* Written problem *
Carry on the progressive cavity pump description below, writing what comes right after its last line.

* Text to read *

————————

According to another aspect of the invention there is provided a progressive cavity pump assembly for operation in a borehole, comprising: a stator comprising at least first and second active stator sections at different locations on the stator; a first rotor having a first active rotor section that is aligned with the first active stator section when the first rotor is mounted at a selected location relative to the stator; and a second rotor having a second active rotor section that is aligned with the second active stator section when the second rotor is mounted at a selected location relative to the stator.
The pump assembly can further comprise a tubing joint with a tag bar that is mountable to a bottom end of the stator.
The first rotor can comprise a slim rod having a bottom end coupled to the first active rotor section, and a top end connectable to a rod string. The second rotor can comprise a lower section extending below the active rotor section that has a helical surface that engages with a helical cavity of the stator when the second rotor is located in the selected location relative to the stator. The lower section of the second rotor can comprise a paddle extending below the bottom of the stator when the second rotor is located in the selected location relative to the stator.
The first and second rotors can have a rotor head, and the assembly can further comprise a rod box mountable to each rotor head, and a collar mountable directly or indirectly via a pup joint to a top end of the stator. The collar can have an annular shoulder that protrudes inwards into the collar enough to engage the rod box but allow rotation of the first and second rotors extending therethrough. The first rotor can have a length which terminates at the bottom of the first active stator section when the first rotor is located in the selected location relative to the stator. The second rotor can have a length that terminates at or below the bottom of the second active stator section when the second rotor is located in the selected location relative to the stator, and has a portion extending above the second active rotor section that has a helical surface configured to mate with a helical cavity of the stator.
DRAWINGS
FIGS. 1(a) and (b) are side and sectioned side views of a progressive cavity pump in a first phase of operation according to a first embodiment.
FIGS. 2(a) and (b) are side and sectioned side views of the progressive cavity pump in a second phase of operation according to the first embodiment.
FIG. 3 is a perspective sectioned view of a first rotor of the progressive cavity pump used during the first phase of operation according to the first embodiment.
FIG. 4 is a flowchart of the steps carried out during the first embodiment operation.
FIGS. 5(a) and (b) are side and sectioned side views of a progressive cavity pump in a first phase of operation according to a second embodiment.

————————

* Data provided *
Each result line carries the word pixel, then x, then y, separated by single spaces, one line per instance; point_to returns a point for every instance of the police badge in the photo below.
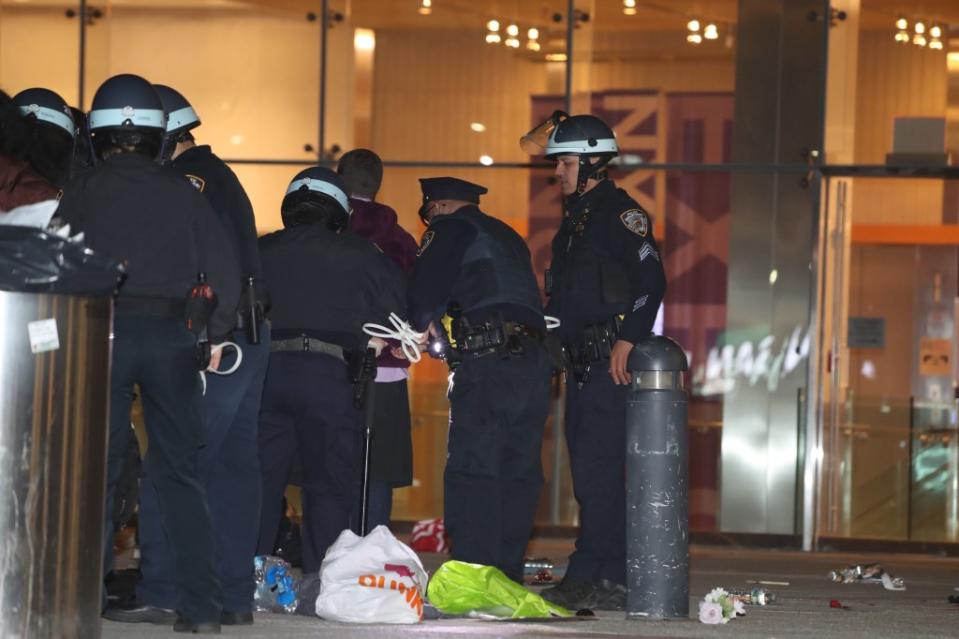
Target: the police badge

————————

* The response *
FIGS. 6(a) and (b) are side and sectioned side views of the progressive cavity pump in a second phase of operation according to the second embodiment.
FIGS. 7(a) and (b) are a perspective sectioned view of a second rotor of the progressive cavity pump used during the second phase of operation according to the second embodiment.
FIG. 8 is a flowchart of the steps carried out during the second embodiment operation.
DETAILED DESCRIPTION
Directional terms such as “upper”, “lower”, “top”, “bottom”, “downhole”, and “uphole”, are used in the following description for the purpose of providing relative reference only, and are not intended to suggest any limitations on how any article is to be positioned during use, or to be mounted in an assembly or relative to an environment. Generally speaking, the terms “upper”, “uphole” and “top” refer to portions of a structure that when installed in a vertical wellbore are closer to surface than other portions of the structure, and the terms “lower”, “downhole” and “bottom” refers to portions of a structure that when installed in a vertical wellbore are further away from the surface than other portions of the structure.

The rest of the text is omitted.